**What you will do**
Exactly reproduce each line of the listing that follows.

**Records for processing**
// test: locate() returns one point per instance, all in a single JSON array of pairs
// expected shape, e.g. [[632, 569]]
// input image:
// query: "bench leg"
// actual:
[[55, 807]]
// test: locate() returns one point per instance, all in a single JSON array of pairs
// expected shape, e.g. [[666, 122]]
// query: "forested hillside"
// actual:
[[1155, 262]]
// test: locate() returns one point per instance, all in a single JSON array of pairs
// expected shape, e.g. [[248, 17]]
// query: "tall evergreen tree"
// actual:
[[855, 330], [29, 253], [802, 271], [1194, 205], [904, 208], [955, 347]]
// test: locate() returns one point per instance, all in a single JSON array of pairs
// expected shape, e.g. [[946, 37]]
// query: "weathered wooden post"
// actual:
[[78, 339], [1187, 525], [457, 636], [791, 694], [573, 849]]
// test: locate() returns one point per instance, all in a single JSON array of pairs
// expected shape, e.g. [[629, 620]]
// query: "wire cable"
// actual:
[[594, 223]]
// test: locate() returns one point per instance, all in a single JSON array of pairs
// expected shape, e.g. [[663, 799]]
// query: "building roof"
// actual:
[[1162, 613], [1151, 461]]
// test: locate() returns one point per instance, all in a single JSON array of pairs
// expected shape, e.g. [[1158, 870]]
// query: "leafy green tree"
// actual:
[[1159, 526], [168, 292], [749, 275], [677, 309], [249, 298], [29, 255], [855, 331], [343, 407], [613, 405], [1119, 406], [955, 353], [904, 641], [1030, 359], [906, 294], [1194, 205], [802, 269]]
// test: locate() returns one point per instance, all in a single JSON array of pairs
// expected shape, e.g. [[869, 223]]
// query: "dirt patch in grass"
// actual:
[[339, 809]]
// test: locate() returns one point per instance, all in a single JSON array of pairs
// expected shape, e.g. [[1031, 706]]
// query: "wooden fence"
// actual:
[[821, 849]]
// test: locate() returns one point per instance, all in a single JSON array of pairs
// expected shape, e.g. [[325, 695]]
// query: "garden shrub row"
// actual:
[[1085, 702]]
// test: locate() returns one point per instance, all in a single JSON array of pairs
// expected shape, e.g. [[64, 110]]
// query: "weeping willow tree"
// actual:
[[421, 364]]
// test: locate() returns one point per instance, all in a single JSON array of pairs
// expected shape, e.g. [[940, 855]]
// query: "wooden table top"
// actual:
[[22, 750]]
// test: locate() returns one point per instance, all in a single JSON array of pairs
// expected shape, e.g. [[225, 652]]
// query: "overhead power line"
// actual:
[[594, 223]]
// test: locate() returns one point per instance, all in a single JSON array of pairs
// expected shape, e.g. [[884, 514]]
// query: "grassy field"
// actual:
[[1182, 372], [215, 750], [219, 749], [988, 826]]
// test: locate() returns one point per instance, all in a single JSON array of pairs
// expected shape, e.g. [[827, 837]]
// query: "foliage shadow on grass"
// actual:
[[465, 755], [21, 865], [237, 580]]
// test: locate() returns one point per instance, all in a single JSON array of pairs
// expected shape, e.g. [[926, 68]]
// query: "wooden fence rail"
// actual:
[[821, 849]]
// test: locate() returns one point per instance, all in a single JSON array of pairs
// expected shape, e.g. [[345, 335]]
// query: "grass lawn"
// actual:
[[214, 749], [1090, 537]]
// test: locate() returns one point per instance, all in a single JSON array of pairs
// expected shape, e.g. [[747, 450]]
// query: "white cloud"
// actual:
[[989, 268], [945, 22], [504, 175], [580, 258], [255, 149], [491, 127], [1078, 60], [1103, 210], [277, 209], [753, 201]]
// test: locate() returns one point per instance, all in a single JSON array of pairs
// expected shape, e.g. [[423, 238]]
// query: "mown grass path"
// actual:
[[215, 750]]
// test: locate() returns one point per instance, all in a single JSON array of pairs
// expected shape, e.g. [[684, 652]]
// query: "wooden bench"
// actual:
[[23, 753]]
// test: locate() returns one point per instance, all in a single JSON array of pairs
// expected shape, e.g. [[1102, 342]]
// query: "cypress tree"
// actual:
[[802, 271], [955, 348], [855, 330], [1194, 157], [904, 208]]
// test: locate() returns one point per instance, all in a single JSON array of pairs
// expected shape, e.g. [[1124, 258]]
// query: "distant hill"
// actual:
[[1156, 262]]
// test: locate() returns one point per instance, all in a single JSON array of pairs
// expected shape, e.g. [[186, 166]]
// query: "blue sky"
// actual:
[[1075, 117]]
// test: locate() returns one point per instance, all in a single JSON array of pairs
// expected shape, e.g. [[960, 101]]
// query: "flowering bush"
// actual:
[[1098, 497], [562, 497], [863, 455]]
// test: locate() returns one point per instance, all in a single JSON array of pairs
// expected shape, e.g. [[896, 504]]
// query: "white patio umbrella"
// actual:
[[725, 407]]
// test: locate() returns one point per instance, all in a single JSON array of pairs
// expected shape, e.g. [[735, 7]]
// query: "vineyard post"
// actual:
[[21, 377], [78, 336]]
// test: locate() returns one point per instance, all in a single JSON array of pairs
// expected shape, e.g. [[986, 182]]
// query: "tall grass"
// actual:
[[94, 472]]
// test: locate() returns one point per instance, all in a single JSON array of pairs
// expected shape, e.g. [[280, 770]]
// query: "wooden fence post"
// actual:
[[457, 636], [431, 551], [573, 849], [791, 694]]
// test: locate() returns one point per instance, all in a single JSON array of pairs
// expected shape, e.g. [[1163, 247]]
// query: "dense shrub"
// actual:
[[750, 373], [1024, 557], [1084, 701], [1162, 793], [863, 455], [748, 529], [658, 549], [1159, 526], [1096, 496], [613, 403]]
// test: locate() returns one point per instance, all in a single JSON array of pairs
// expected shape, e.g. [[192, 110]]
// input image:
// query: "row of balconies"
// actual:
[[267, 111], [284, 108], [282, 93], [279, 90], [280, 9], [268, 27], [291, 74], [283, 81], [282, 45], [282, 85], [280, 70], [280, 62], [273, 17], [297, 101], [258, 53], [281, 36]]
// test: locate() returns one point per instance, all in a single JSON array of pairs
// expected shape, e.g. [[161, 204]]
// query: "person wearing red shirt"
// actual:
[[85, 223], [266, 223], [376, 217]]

**Problem solution**
// test: locate() returns one point per instance, all in a single JSON array of pairs
// expected shape, e.g. [[632, 569]]
// input image:
// query: "bench leg"
// actual:
[[55, 807]]
// test: locate() returns one point per instance, all in a single JSON array of pairs
// expected shape, e.g. [[666, 122]]
// query: "forested hillside"
// actual:
[[1155, 262]]
// test: locate() returns one point per instance, all in a single JSON array of pairs
// expected shape, e.g. [[248, 17]]
// query: "tall evergreen tree"
// actual:
[[855, 330], [29, 253], [802, 271], [1194, 205], [904, 208], [955, 347]]
// test: locate() returns one point per instance, all in a single JSON array of pairs
// expected shape, e.g. [[946, 37]]
// query: "weathered wooden post"
// actual:
[[78, 339], [1187, 525], [457, 636], [791, 694], [573, 849]]
// test: locate() returns one point per instance, all in a single JSON array of pairs
// expected shape, e.g. [[629, 620]]
// query: "wire cable"
// actual:
[[594, 223]]
// test: locate() returns one point per instance, all in a single JSON array of pairs
// expected shape, e.g. [[663, 799]]
// query: "building roof"
// actual:
[[1162, 613], [1151, 461]]
// test: locate() returns one point per instance, all in a single JSON array of pairs
// expected shape, e.g. [[1158, 870]]
// query: "leafy green tree"
// actual:
[[1159, 526], [168, 292], [749, 275], [677, 309], [249, 298], [29, 255], [855, 331], [343, 407], [613, 405], [1119, 406], [955, 353], [904, 641], [1030, 359], [906, 294], [1194, 205], [802, 269]]
// test: locate() returns one point per instance, all in a single JSON array of pairs
// expected shape, e.g. [[869, 223]]
// query: "dirt patch in grass"
// actual:
[[339, 809]]
// test: locate() returns one point per instance, all in a single JSON array of pairs
// expected shape, e.g. [[1031, 706]]
// query: "wooden fence"
// actual:
[[821, 849]]
// test: locate() returns one point per instance, all in a single JSON array of pairs
// expected shape, e.g. [[325, 695]]
// query: "garden shrub row"
// actual:
[[1085, 702]]
// test: locate() returns one point per instance, all in a single JSON array of pairs
// expected shape, e.g. [[64, 110]]
// query: "weeping willow tree"
// actual:
[[421, 364]]
// test: locate() returns one point per instance, all in a single JSON array of pairs
// expected shape, e.g. [[940, 855]]
// query: "wooden table top"
// actual:
[[22, 750]]
// test: locate() returns one point per instance, all in a single JSON array of pairs
// expected shape, e.g. [[225, 652]]
// query: "overhead power line"
// actual:
[[594, 223]]
// test: locate() returns one point per instance, all in a single JSON array of pairs
// expected shape, e.g. [[884, 514]]
// query: "grassy field"
// actual:
[[1182, 372], [215, 750], [219, 749], [988, 826]]
// test: locate() returns one point per instance, all in a single JSON array of pairs
// expected shape, e.g. [[827, 837]]
// query: "foliage shadow on grass"
// actual:
[[465, 755], [21, 865], [237, 580]]
// test: locate() returns one point per instance, all in a single JSON array of pairs
// expected shape, e.g. [[926, 68]]
// query: "wooden fence rail"
// actual:
[[821, 849]]
// test: locate() returns one point per instance, all in a single JSON array of pairs
// expected shape, e.g. [[345, 335]]
// query: "grass lawn"
// actual:
[[214, 749], [1090, 537]]
// test: locate() returns one point per instance, all in a single JSON array of pairs
// expected shape, e.g. [[747, 450]]
// query: "white cloud"
// actual:
[[989, 268], [945, 22], [504, 175], [580, 258], [255, 149], [491, 127], [1078, 60], [1103, 210], [277, 209], [753, 201]]
// test: locate() returns one point per instance, all in a single JSON array of pairs
// expected shape, e.g. [[423, 238]]
// query: "mown grass path"
// actual:
[[215, 750]]
// test: locate() returns one point per instance, all in a single JSON array of pairs
// expected shape, e.g. [[684, 652]]
// query: "wooden bench"
// actual:
[[23, 753]]
// test: locate() returns one point per instance, all in a single JSON array of pairs
// expected shape, e.g. [[1102, 342]]
// query: "cypress tree"
// actual:
[[802, 271], [955, 348], [855, 330], [1194, 157], [904, 208]]
// test: locate() returns one point per instance, all in a single JSON array of pairs
// expected shape, e.g. [[1124, 258]]
// query: "distant hill"
// actual:
[[1156, 262]]
// test: locate() returns one point per instance, all in a single JSON array of pairs
// expected shape, e.g. [[186, 166]]
// query: "blue sky"
// actual:
[[1075, 117]]
// test: locate() returns one point per instance, all in a single JSON array of pairs
// expected shape, e.g. [[960, 101]]
// query: "flowering bush"
// actual:
[[1098, 497], [562, 497], [863, 455]]
// test: locate() returns one point per instance, all in a single JSON array of pairs
// expected shape, e.g. [[896, 504]]
// query: "white patio umbrella"
// actual:
[[725, 407]]
// test: locate() returns one point per instance, all in a single JSON array of pairs
// expected shape, e.g. [[735, 7]]
// query: "vineyard post"
// actual:
[[21, 377], [78, 336]]
// test: locate() returns one point per instance, all in a single JSON array of pairs
// expected shape, e.g. [[986, 182]]
// query: "tall grass"
// actual:
[[94, 472]]
// test: locate() returns one point per instance, all in a single JSON array of pairs
// expected shape, e.g. [[280, 770]]
// query: "wooden fence post"
// actual:
[[457, 636], [431, 551], [573, 849], [791, 694]]
// test: locate() returns one point per instance, all in a single JSON array of pairs
// expected shape, e.g. [[1163, 247]]
// query: "dense shrub"
// actual:
[[750, 373], [1024, 557], [1084, 701], [1162, 793], [863, 455], [748, 529], [658, 549], [1159, 526], [1096, 496], [613, 403]]
// test: locate() returns one point per instance, all in a single JSON array of pairs
// expected shape, e.g. [[192, 110]]
// input image:
// query: "row of balconies"
// actual:
[[267, 111], [284, 108], [282, 93], [279, 90], [280, 9], [268, 27], [291, 74], [283, 81], [282, 45], [282, 85], [280, 70], [280, 62], [273, 17], [297, 101], [258, 53], [281, 36]]
// test: locate() returns one point per instance, all in a single JSON array of pairs
// expected shape, e.g. [[161, 204]]
// query: "person wearing red shirt"
// actual:
[[85, 223], [266, 223], [376, 217]]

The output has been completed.